* _Directions_: What is needed is a word-for-word copy of the listing below, without pictures.

* _Recorded data_:
##########

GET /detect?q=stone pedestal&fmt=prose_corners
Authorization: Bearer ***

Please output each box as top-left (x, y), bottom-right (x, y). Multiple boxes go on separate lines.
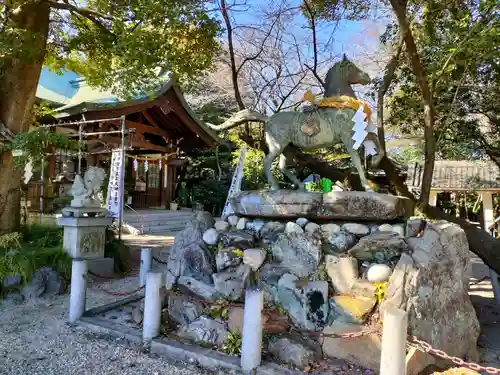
top-left (229, 190), bottom-right (414, 221)
top-left (58, 207), bottom-right (112, 259)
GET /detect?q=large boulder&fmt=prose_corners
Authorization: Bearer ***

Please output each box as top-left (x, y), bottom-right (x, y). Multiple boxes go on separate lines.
top-left (212, 264), bottom-right (251, 301)
top-left (324, 231), bottom-right (357, 254)
top-left (167, 294), bottom-right (204, 326)
top-left (348, 231), bottom-right (408, 262)
top-left (271, 233), bottom-right (322, 278)
top-left (21, 267), bottom-right (64, 300)
top-left (275, 274), bottom-right (329, 331)
top-left (260, 221), bottom-right (286, 242)
top-left (381, 221), bottom-right (480, 362)
top-left (195, 211), bottom-right (215, 232)
top-left (220, 231), bottom-right (255, 249)
top-left (178, 242), bottom-right (214, 284)
top-left (324, 221), bottom-right (480, 371)
top-left (165, 220), bottom-right (205, 288)
top-left (268, 335), bottom-right (322, 369)
top-left (215, 249), bottom-right (242, 271)
top-left (178, 276), bottom-right (220, 301)
top-left (177, 316), bottom-right (228, 346)
top-left (322, 321), bottom-right (382, 370)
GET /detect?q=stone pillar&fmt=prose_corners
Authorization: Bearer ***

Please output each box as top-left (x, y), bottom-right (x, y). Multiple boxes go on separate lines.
top-left (481, 191), bottom-right (494, 233)
top-left (69, 259), bottom-right (87, 323)
top-left (428, 190), bottom-right (438, 207)
top-left (143, 272), bottom-right (163, 342)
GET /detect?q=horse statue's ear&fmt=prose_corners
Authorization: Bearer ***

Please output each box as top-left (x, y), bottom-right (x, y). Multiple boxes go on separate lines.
top-left (342, 53), bottom-right (348, 62)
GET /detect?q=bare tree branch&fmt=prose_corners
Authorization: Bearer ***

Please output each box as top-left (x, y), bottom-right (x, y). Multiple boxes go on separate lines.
top-left (302, 0), bottom-right (325, 88)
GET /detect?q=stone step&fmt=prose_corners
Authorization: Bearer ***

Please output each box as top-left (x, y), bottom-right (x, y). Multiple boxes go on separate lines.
top-left (147, 225), bottom-right (186, 234)
top-left (125, 215), bottom-right (193, 224)
top-left (124, 216), bottom-right (193, 234)
top-left (125, 215), bottom-right (193, 223)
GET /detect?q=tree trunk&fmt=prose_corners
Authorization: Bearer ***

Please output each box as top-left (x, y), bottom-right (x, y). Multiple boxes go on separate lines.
top-left (219, 0), bottom-right (245, 111)
top-left (0, 3), bottom-right (50, 233)
top-left (388, 0), bottom-right (437, 206)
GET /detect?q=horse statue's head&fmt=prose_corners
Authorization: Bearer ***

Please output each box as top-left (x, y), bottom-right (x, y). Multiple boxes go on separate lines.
top-left (324, 54), bottom-right (371, 98)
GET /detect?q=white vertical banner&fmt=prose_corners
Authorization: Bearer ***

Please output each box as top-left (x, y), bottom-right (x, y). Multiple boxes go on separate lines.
top-left (106, 149), bottom-right (124, 218)
top-left (222, 148), bottom-right (247, 218)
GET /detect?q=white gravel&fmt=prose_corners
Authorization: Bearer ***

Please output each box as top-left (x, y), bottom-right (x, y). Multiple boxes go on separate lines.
top-left (0, 270), bottom-right (375, 375)
top-left (0, 273), bottom-right (217, 375)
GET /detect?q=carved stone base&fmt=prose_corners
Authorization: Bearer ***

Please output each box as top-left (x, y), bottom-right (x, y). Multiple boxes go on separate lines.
top-left (57, 215), bottom-right (113, 259)
top-left (229, 190), bottom-right (414, 221)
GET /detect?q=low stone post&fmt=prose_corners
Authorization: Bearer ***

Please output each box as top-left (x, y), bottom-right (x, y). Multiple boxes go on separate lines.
top-left (140, 248), bottom-right (153, 288)
top-left (143, 271), bottom-right (163, 342)
top-left (490, 269), bottom-right (500, 305)
top-left (380, 304), bottom-right (408, 375)
top-left (69, 258), bottom-right (88, 323)
top-left (240, 286), bottom-right (264, 373)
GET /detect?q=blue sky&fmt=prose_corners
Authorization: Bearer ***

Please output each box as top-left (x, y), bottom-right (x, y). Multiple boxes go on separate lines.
top-left (213, 0), bottom-right (391, 105)
top-left (220, 0), bottom-right (389, 65)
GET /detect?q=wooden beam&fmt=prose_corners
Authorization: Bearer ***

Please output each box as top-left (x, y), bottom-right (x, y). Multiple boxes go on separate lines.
top-left (142, 110), bottom-right (160, 129)
top-left (100, 135), bottom-right (170, 153)
top-left (130, 141), bottom-right (170, 153)
top-left (125, 120), bottom-right (171, 139)
top-left (161, 94), bottom-right (214, 146)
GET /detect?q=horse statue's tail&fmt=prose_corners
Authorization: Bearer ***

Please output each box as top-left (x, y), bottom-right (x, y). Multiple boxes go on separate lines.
top-left (205, 109), bottom-right (268, 132)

##########

* _Response area_:
GET /detect?q=stone pedestal&fmt=prose_corners
Authorization: Bearer ***

Please output each box as top-left (x, y), bottom-right (x, y). Multiple boxes go on separate lines.
top-left (229, 190), bottom-right (414, 221)
top-left (58, 207), bottom-right (112, 259)
GET /detect?q=large boulder&fmt=prose_corners
Authorization: Bearer ***

Please output each box as top-left (x, y), bottom-right (x, y). Multiple boxes go on separate lines.
top-left (212, 264), bottom-right (251, 301)
top-left (324, 231), bottom-right (357, 254)
top-left (167, 294), bottom-right (204, 326)
top-left (348, 231), bottom-right (408, 262)
top-left (271, 233), bottom-right (322, 278)
top-left (21, 267), bottom-right (64, 300)
top-left (275, 274), bottom-right (329, 331)
top-left (260, 221), bottom-right (286, 242)
top-left (381, 221), bottom-right (480, 362)
top-left (195, 211), bottom-right (215, 232)
top-left (220, 231), bottom-right (255, 249)
top-left (178, 242), bottom-right (214, 284)
top-left (324, 221), bottom-right (480, 371)
top-left (165, 220), bottom-right (205, 288)
top-left (268, 335), bottom-right (322, 369)
top-left (215, 249), bottom-right (242, 271)
top-left (178, 276), bottom-right (220, 301)
top-left (177, 316), bottom-right (228, 346)
top-left (322, 321), bottom-right (382, 370)
GET /detect?q=stone pillar&fmt=prose_corners
Authorization: Bearer ***

Please output each box as top-left (x, y), bottom-right (x, y). Multiple boxes go on separate lines.
top-left (481, 191), bottom-right (494, 233)
top-left (69, 259), bottom-right (87, 323)
top-left (428, 190), bottom-right (438, 207)
top-left (143, 272), bottom-right (163, 342)
GET /detect?q=horse statue's ear&fmt=prose_corners
Authorization: Bearer ***

Please output each box as top-left (x, y), bottom-right (x, y). Multiple boxes go on separate lines.
top-left (342, 53), bottom-right (348, 62)
GET /detect?q=bare tree branch&fmt=prose_corners
Authorization: Bearer ***

Please output each box as top-left (x, y), bottom-right (x, y). Multiple boxes go on separate lines.
top-left (302, 0), bottom-right (325, 88)
GET /detect?q=stone step&fmt=prose_corners
Authorization: Bearer ***

Please output each box as top-left (x, y), bottom-right (x, y). Multiple boxes go on separate lines.
top-left (147, 225), bottom-right (186, 234)
top-left (125, 215), bottom-right (193, 224)
top-left (124, 216), bottom-right (193, 234)
top-left (125, 215), bottom-right (193, 223)
GET /detect?q=tree trunk&fmt=prose_corners
Authorization: Bearer ***

Please output each box as top-left (x, y), bottom-right (x, y). Multiple boxes go on separate lines.
top-left (219, 0), bottom-right (245, 111)
top-left (0, 3), bottom-right (50, 233)
top-left (388, 0), bottom-right (437, 206)
GET /detect?q=horse statue's head&fmt=prose_corners
Authorization: Bearer ***

Please output each box as top-left (x, y), bottom-right (x, y). Multiple boxes go on separate lines.
top-left (324, 54), bottom-right (371, 98)
GET /detect?q=white vertical banner&fmt=prose_corners
Authorization: Bearer ***

Please output each box as top-left (x, y), bottom-right (x, y). Multiple boxes go on separate lines.
top-left (106, 149), bottom-right (124, 218)
top-left (222, 148), bottom-right (247, 218)
GET /detect?q=white gravel&fmt=prose_corners
Authorization: Bearer ***

Please output each box as top-left (x, y), bottom-right (x, y). Multiple boxes go on separate lines.
top-left (0, 270), bottom-right (375, 375)
top-left (0, 273), bottom-right (217, 375)
GET /detect?q=carved stone base&fmt=prose_corners
Authorization: Bearer ***

Please output each box as top-left (x, y), bottom-right (x, y). Multiple boxes go on separate lines.
top-left (57, 215), bottom-right (113, 259)
top-left (229, 190), bottom-right (414, 221)
GET /detect?q=low stone post&fmt=prose_corners
Authorization: Bearer ***

Please output each box as top-left (x, y), bottom-right (x, y). Multiple boxes go on separate lines.
top-left (140, 248), bottom-right (153, 288)
top-left (143, 271), bottom-right (163, 342)
top-left (490, 269), bottom-right (500, 305)
top-left (380, 304), bottom-right (408, 375)
top-left (69, 258), bottom-right (88, 323)
top-left (240, 286), bottom-right (264, 373)
GET /detect?q=blue sky&fmt=prose_corners
Authorization: Bearer ***

Please output each box as top-left (x, y), bottom-right (x, y). Multiple boxes go on separate lines.
top-left (213, 0), bottom-right (391, 105)
top-left (220, 0), bottom-right (389, 65)
GET /detect?q=wooden beam&fmt=prose_corners
Authorization: Bearer ***

Please output each box as top-left (x, y), bottom-right (x, y). Multiple boxes go on separate lines.
top-left (142, 110), bottom-right (160, 129)
top-left (100, 135), bottom-right (170, 153)
top-left (130, 141), bottom-right (170, 153)
top-left (125, 120), bottom-right (171, 139)
top-left (161, 94), bottom-right (214, 146)
GET /detect?q=horse statue's tail&fmt=prose_corners
Authorization: Bearer ***

Please output each box as top-left (x, y), bottom-right (x, y). Multiple boxes go on separate lines.
top-left (205, 109), bottom-right (268, 132)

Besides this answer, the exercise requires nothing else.